Source data:
******

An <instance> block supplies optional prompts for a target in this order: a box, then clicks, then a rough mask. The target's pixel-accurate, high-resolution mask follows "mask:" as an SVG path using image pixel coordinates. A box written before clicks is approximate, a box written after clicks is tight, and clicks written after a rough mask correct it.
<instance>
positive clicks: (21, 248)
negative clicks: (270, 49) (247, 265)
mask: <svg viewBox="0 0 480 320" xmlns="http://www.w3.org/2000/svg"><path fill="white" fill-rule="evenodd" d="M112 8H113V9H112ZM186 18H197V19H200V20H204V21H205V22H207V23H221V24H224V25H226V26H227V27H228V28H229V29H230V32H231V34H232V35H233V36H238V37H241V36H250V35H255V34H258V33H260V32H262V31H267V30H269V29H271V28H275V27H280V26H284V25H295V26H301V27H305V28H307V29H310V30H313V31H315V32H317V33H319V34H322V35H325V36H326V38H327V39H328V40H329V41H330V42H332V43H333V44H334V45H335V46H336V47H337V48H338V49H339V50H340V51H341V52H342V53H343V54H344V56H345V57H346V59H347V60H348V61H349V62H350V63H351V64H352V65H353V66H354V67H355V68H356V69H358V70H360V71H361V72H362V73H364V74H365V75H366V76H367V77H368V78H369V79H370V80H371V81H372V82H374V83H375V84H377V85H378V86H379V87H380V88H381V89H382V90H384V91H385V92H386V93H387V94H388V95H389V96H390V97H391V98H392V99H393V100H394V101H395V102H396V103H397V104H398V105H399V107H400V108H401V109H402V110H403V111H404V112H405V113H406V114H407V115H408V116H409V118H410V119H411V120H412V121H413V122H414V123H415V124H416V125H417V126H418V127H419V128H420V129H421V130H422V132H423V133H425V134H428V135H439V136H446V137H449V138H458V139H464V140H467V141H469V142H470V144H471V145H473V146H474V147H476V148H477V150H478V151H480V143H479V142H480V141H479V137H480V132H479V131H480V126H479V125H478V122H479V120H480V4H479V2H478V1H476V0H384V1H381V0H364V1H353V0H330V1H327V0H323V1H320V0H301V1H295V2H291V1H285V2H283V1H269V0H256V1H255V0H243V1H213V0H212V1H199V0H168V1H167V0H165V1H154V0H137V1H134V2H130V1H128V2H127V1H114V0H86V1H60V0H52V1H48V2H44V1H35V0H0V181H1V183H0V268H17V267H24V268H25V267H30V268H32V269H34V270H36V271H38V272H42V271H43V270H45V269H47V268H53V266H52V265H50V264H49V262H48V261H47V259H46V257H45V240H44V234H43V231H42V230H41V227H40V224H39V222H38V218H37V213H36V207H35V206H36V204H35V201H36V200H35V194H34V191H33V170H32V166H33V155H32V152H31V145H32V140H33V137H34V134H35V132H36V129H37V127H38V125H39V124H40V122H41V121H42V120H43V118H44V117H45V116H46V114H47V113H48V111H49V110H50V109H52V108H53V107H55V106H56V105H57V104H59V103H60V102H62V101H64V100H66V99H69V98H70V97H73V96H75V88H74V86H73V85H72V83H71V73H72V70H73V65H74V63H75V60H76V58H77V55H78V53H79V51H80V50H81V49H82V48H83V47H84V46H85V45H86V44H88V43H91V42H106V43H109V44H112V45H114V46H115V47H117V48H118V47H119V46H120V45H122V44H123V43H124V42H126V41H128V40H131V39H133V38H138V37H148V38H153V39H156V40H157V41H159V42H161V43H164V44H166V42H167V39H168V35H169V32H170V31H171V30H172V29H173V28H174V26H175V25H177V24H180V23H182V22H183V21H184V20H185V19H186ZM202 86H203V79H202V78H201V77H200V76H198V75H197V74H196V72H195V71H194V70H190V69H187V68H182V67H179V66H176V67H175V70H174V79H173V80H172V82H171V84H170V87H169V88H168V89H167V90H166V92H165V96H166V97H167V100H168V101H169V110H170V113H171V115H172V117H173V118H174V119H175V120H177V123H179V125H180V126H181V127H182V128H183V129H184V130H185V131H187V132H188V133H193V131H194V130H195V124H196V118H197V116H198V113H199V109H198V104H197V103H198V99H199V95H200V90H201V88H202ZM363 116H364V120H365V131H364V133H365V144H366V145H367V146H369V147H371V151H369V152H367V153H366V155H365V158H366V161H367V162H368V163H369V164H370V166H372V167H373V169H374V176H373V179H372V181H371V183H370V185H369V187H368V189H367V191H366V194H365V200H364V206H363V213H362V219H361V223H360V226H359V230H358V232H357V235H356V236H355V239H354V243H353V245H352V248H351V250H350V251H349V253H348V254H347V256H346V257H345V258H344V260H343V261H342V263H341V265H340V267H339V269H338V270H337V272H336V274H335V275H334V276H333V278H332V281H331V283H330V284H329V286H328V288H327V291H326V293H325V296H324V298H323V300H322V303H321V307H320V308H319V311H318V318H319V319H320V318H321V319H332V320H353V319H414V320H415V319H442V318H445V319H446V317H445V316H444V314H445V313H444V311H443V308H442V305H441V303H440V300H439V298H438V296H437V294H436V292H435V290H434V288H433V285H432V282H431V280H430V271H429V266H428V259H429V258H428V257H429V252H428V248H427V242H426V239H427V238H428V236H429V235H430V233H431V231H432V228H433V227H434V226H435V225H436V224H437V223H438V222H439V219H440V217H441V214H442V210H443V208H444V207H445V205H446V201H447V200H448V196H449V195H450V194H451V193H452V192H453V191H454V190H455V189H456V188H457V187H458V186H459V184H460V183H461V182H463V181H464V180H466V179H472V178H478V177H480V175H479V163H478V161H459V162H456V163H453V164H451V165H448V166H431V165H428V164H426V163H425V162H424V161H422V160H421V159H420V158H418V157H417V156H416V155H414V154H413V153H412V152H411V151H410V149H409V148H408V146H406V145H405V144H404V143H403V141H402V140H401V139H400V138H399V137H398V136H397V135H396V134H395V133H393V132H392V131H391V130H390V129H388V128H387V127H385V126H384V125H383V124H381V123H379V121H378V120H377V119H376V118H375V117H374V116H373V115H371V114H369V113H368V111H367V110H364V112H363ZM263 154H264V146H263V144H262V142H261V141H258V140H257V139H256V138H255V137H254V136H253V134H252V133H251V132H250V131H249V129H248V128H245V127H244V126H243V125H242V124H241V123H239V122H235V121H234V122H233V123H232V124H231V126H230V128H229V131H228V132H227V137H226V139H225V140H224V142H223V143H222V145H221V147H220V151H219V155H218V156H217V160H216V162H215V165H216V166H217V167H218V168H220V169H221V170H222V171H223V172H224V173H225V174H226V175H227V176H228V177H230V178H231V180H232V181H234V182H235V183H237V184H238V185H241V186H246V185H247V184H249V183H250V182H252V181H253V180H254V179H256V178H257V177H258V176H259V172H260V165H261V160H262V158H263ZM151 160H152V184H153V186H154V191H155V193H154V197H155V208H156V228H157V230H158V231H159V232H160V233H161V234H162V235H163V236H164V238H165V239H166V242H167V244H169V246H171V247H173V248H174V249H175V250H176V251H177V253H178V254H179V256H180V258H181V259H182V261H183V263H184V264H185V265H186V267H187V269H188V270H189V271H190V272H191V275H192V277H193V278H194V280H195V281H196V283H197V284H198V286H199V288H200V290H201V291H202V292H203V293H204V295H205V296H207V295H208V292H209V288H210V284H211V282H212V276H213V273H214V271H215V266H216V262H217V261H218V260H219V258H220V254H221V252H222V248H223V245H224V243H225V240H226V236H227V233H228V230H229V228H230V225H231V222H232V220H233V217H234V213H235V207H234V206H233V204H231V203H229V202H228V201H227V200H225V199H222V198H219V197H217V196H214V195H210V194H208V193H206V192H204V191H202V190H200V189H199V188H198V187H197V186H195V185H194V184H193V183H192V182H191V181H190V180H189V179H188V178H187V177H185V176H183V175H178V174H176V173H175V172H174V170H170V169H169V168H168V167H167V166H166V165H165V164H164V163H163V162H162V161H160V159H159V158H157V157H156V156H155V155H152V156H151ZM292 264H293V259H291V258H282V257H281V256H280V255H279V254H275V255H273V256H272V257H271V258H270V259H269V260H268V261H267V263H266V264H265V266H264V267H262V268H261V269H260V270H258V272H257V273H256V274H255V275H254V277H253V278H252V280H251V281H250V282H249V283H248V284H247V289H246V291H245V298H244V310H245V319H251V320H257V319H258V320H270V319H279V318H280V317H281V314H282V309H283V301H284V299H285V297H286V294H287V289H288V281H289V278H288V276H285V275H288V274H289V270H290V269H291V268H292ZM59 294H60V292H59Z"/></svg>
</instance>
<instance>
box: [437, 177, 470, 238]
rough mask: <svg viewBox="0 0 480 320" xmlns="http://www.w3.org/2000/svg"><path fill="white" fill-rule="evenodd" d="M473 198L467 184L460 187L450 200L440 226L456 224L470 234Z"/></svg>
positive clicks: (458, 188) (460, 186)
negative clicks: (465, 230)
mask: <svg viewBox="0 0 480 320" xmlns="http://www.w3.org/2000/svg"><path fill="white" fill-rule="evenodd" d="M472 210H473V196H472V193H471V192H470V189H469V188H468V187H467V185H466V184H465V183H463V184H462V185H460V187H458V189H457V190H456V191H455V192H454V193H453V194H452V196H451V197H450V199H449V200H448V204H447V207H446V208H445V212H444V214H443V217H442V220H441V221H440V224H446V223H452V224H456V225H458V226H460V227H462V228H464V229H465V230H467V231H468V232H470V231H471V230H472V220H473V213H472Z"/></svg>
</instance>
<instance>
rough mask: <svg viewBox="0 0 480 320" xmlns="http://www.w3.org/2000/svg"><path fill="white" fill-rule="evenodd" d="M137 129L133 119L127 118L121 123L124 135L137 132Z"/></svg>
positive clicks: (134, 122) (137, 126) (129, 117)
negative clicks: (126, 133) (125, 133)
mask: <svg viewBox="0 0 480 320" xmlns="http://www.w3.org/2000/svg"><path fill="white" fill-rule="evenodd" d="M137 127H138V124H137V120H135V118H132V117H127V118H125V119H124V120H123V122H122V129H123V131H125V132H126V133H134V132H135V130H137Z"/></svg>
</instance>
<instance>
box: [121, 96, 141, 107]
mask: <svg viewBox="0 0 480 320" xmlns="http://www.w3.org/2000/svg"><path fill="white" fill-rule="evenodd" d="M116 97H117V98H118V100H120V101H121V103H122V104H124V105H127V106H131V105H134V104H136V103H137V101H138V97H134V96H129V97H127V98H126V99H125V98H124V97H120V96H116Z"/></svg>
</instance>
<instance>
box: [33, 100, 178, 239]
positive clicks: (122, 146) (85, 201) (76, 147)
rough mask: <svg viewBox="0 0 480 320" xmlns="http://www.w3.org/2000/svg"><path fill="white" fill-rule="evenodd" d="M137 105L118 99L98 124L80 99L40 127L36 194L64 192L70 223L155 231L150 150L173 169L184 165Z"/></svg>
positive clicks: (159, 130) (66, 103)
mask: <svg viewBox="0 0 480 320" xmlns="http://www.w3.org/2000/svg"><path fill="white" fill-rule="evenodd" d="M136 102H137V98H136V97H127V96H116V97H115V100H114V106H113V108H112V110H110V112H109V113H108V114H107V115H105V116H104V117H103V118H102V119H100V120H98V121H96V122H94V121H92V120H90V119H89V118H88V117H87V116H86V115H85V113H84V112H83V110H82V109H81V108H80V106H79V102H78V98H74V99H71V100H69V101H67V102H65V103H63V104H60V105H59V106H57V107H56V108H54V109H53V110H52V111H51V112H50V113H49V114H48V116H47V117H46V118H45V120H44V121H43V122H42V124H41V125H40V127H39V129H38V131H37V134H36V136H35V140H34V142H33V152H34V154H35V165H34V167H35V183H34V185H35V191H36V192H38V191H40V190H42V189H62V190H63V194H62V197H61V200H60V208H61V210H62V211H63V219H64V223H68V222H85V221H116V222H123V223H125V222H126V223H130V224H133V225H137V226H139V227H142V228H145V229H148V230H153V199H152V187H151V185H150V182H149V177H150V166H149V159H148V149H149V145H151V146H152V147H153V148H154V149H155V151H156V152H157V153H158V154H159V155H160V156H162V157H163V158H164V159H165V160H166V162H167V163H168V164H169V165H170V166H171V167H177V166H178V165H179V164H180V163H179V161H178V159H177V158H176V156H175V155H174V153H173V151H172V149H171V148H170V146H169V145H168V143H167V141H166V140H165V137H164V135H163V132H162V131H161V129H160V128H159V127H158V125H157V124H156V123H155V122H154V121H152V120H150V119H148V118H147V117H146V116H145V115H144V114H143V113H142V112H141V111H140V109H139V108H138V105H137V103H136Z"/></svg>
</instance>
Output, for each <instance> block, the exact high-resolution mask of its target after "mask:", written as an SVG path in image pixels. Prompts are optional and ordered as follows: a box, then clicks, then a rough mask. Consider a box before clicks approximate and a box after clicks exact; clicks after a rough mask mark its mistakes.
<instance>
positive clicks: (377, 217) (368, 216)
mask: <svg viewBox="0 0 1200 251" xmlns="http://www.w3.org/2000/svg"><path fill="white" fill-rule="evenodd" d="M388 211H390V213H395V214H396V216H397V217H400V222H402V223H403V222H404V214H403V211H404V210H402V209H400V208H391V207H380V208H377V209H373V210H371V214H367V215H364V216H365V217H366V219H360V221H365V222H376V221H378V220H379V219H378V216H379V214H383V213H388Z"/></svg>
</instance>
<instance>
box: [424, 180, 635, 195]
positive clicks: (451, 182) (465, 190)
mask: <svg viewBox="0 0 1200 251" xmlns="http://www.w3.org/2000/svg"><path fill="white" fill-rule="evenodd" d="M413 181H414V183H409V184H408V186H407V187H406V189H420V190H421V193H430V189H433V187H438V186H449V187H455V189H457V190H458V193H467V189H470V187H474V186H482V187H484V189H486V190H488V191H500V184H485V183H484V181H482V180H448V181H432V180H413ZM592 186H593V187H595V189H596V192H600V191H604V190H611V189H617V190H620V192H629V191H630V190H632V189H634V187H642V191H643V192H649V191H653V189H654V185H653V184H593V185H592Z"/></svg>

******

▸ Exercise instructions:
All lines of the data above that include the word "written" must be shown.

▸ Answer below:
An <instance> block supplies optional prompts for a target in this order: a box, then clicks, then a rough mask. The target's pixel-accurate, high-resolution mask follows "mask:" as an SVG path using image pixel coordinates. A box written before clicks is approximate, a box written after clicks is tight, and clicks written after a rough mask correct it.
Output, for each <instance> block, the exact high-resolution mask of its target after "mask:", written as an SVG path in image pixels. Prompts are optional and ordered as follows: a box, then clicks, then a rough mask. Consider a box before clicks approximate and a box after clicks exact; clicks after a rough mask mark its mistakes.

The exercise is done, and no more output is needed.